** Start of ITEMS **

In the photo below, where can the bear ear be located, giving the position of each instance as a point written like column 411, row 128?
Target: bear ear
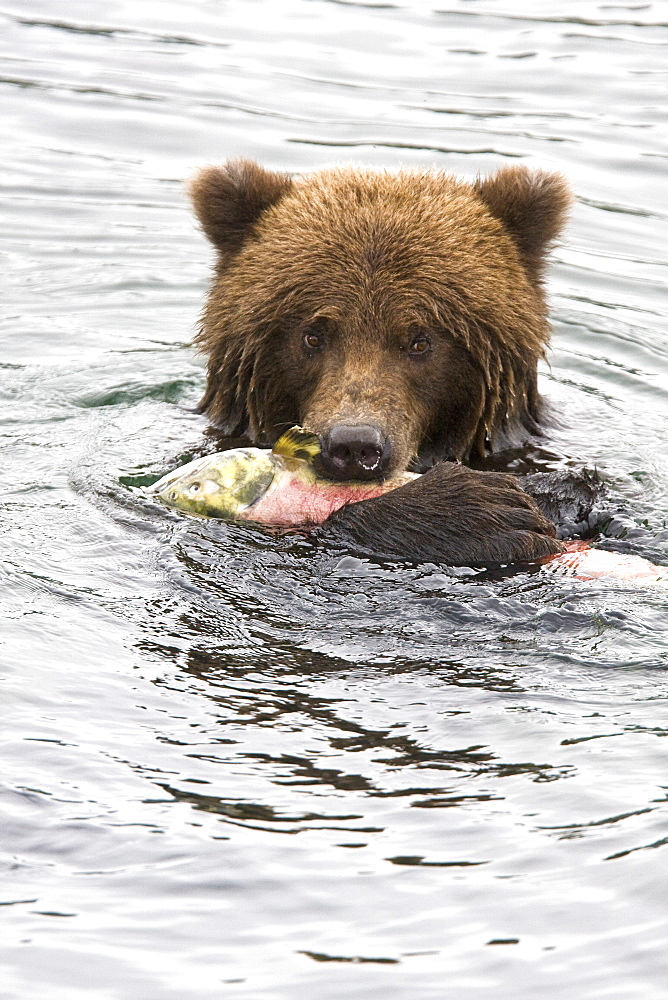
column 229, row 200
column 532, row 206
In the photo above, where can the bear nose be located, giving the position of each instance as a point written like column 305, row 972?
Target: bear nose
column 355, row 451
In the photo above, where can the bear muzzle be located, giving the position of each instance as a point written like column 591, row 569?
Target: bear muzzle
column 358, row 452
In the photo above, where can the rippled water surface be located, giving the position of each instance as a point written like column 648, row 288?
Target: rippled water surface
column 235, row 767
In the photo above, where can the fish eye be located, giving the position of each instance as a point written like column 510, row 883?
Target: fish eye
column 420, row 345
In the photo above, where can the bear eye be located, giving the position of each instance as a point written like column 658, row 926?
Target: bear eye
column 312, row 340
column 420, row 344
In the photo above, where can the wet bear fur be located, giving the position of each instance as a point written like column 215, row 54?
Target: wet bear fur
column 410, row 302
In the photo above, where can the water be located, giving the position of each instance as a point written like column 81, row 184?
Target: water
column 235, row 767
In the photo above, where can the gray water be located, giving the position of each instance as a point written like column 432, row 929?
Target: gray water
column 236, row 767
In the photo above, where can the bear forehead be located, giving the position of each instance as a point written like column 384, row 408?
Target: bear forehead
column 353, row 207
column 411, row 238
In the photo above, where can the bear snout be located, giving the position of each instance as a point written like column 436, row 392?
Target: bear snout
column 355, row 452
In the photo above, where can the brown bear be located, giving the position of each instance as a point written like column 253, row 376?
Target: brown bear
column 400, row 317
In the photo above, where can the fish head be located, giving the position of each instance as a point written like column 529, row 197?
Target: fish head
column 220, row 485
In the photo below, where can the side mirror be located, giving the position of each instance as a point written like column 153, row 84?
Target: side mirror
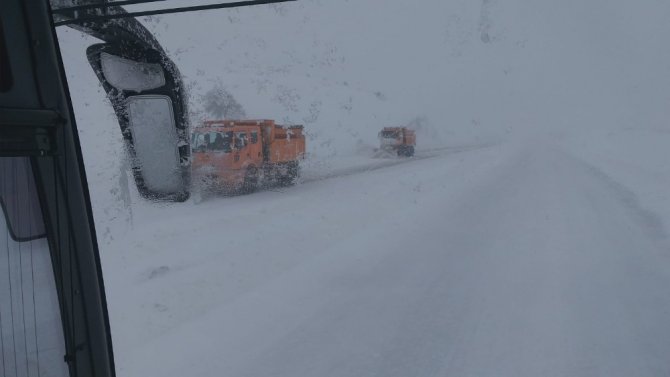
column 146, row 92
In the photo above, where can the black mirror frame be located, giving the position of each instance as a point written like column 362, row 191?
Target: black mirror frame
column 173, row 89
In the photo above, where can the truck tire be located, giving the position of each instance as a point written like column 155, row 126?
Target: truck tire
column 250, row 183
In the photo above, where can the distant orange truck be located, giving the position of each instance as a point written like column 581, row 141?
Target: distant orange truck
column 241, row 155
column 400, row 140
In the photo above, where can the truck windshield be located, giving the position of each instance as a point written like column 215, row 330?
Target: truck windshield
column 212, row 141
column 389, row 134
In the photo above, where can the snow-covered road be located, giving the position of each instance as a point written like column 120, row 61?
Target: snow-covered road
column 511, row 260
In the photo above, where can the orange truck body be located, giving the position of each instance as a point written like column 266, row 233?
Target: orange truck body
column 400, row 140
column 244, row 154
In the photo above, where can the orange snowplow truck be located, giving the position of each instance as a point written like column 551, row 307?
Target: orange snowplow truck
column 400, row 140
column 241, row 155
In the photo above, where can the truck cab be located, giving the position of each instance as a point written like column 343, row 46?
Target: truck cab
column 240, row 155
column 400, row 140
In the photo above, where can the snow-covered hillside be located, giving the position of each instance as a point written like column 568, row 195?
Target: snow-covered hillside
column 528, row 237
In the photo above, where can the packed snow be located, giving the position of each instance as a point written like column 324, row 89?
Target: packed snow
column 528, row 237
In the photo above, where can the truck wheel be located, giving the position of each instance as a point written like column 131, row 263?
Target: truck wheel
column 250, row 183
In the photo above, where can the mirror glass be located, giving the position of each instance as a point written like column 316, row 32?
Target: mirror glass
column 18, row 199
column 127, row 74
column 152, row 124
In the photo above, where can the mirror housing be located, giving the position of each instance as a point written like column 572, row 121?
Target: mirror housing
column 148, row 98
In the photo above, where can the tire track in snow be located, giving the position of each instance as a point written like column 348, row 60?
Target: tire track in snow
column 383, row 164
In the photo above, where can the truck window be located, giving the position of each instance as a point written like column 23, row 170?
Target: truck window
column 220, row 141
column 31, row 336
column 240, row 140
column 5, row 73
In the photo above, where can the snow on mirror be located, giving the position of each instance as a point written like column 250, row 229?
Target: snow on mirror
column 153, row 129
column 19, row 203
column 127, row 74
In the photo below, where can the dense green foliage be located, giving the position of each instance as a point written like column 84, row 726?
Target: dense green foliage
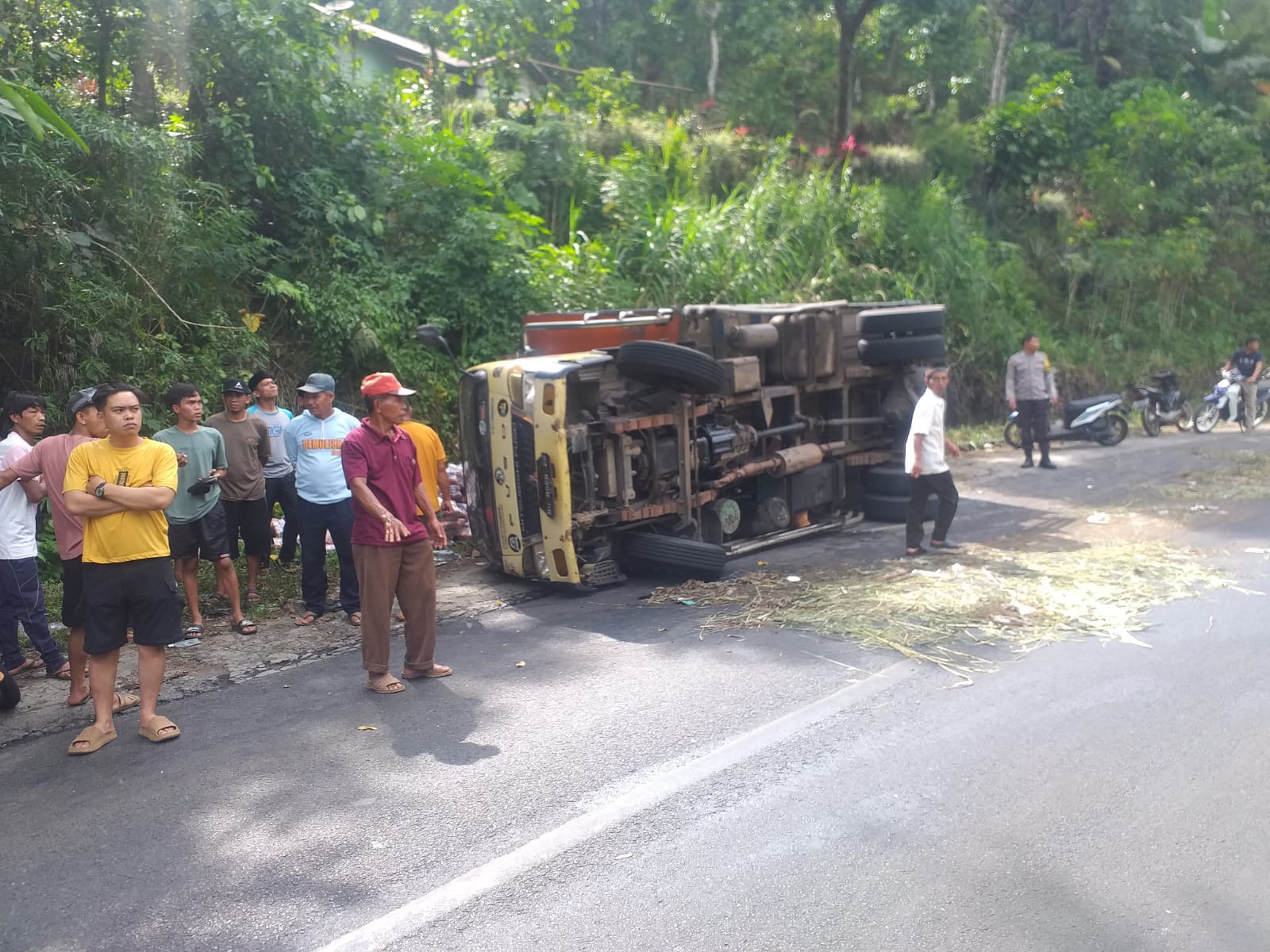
column 256, row 196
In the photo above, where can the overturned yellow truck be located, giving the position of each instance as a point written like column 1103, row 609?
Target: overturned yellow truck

** End of ITEMS **

### OBJECTIVE
Copy every item above line for line, without changing any wording, and leave the pictures out.

### THE RESULT
In the photo below, where can the bear ear be located, giving the position of each instance as a point written like column 411, row 128?
Target: bear ear
column 229, row 200
column 532, row 206
In the photo above, where can the bear nose be located, giving the position of each instance as a point written like column 305, row 972?
Target: bear nose
column 355, row 451
In the photo above, where can the bear muzzle be located, giving the position of each instance as a point written like column 591, row 569?
Target: bear muzzle
column 358, row 452
In the photo above, where can the rippled water surface be located, giving the position of each instance as a point written like column 648, row 288?
Target: rippled water surface
column 235, row 767
In the photo above, where can the fish eye be located, giving the position of each instance as a point written like column 510, row 883?
Target: fish eye
column 420, row 345
In the photo above, where can the bear eye be located, giving the position of each instance as a point written like column 658, row 926?
Target: bear eye
column 312, row 340
column 420, row 344
In the photo above, where can the wet bear fur be located, giving the position of each instance as a point written like column 215, row 54?
Target: wet bear fur
column 410, row 302
In the photo above, where can the water be located, giving the position of each instance as a point written like column 81, row 184?
Target: water
column 235, row 767
In the photo above, where can the gray water be located, giving the position of each instance as a point written like column 432, row 929?
Target: gray water
column 236, row 767
In the photo above, where can the bear forehead be located, giving the position of each instance as a point written like column 384, row 408?
Target: bear forehead
column 353, row 207
column 411, row 238
In the photo above, where can the bear snout be located, giving the position of each instance as a point written like column 436, row 392?
Target: bear snout
column 355, row 452
In the photo above, where can the brown bear be located, giving the position of each instance as a point written like column 253, row 376?
Target: brown bear
column 400, row 317
In the photo above, where can the fish head be located, giving the position of each instance as a point written like column 529, row 197?
Target: fish head
column 220, row 485
In the photo below, where can the side mirror be located, giving the position of each instance as a point written like column 153, row 84?
Target: side mirror
column 146, row 92
In the photo above, where can the black mirror frame be located, giving the position of each instance as a point written like column 362, row 191?
Target: black mirror frame
column 173, row 89
In the photo above, where can the truck tire be located, giving the position of each instance as a point written like column 155, row 126?
Target: truck tire
column 250, row 183
In the photo above, where can the distant orange truck be located, giving the position of each instance as a point written like column 581, row 141?
Target: distant orange truck
column 241, row 155
column 400, row 140
In the photo above, where can the truck windshield be located, giving the position of each instance as a point written like column 215, row 330?
Target: truck windshield
column 212, row 141
column 389, row 134
In the photo above, where can the snow-covered road be located, giving the position of each instance as a point written like column 120, row 61?
Target: snow-covered road
column 511, row 260
In the photo above, where can the orange truck body be located, giving the position of each instance as a point written like column 266, row 233?
Target: orange truck body
column 400, row 140
column 244, row 154
In the photo above, where can the orange snowplow truck be located, giving the position of each instance as a point written like column 551, row 307?
Target: orange snowplow truck
column 400, row 140
column 241, row 155
In the photo above, where can the truck cab be located, giving the position of each instance as a point written like column 343, row 46?
Target: truck cab
column 240, row 155
column 400, row 140
In the photo above, where can the snow-covered hillside be located, giving the position of each instance as a point written like column 568, row 195?
Target: snow-covered hillside
column 528, row 237
In the photo above, where can the packed snow be located, giving the position of each instance as a point written like column 324, row 89?
Target: packed snow
column 528, row 237
In the photo above, where can the truck wheel be located, giving the position of each instance as a point written like column 131, row 263?
Target: truck wheel
column 250, row 183
In the photo above, where can the mirror glass be located, giving the position of each instance as a point written like column 316, row 32?
Target: mirror glass
column 18, row 199
column 127, row 74
column 152, row 124
In the photo above, where can the mirror housing be located, giving the position of each instance as a point written like column 572, row 121?
Target: mirror housing
column 148, row 98
In the photo above, where can the tire track in snow be located, giving the position of each instance as a point written like column 348, row 60?
Target: tire track in snow
column 383, row 164
In the photo above, where can the truck window be located, giving the position of each instance as a point written like column 23, row 170?
Target: truck window
column 220, row 141
column 31, row 336
column 240, row 140
column 5, row 73
In the photo above, where can the snow on mirror be located, giving the position of each instance as a point written like column 250, row 229?
Target: snow on mirror
column 153, row 129
column 19, row 203
column 127, row 74
In the photo below, where can the dense green foliage be located, giving the position of each instance as a point written like column 84, row 726?
Target: dense green foliage
column 256, row 196
In the photo above, where can the overturned yellow truck be located, giving the position of each instance as a point written like column 1103, row 609?
Target: overturned yellow truck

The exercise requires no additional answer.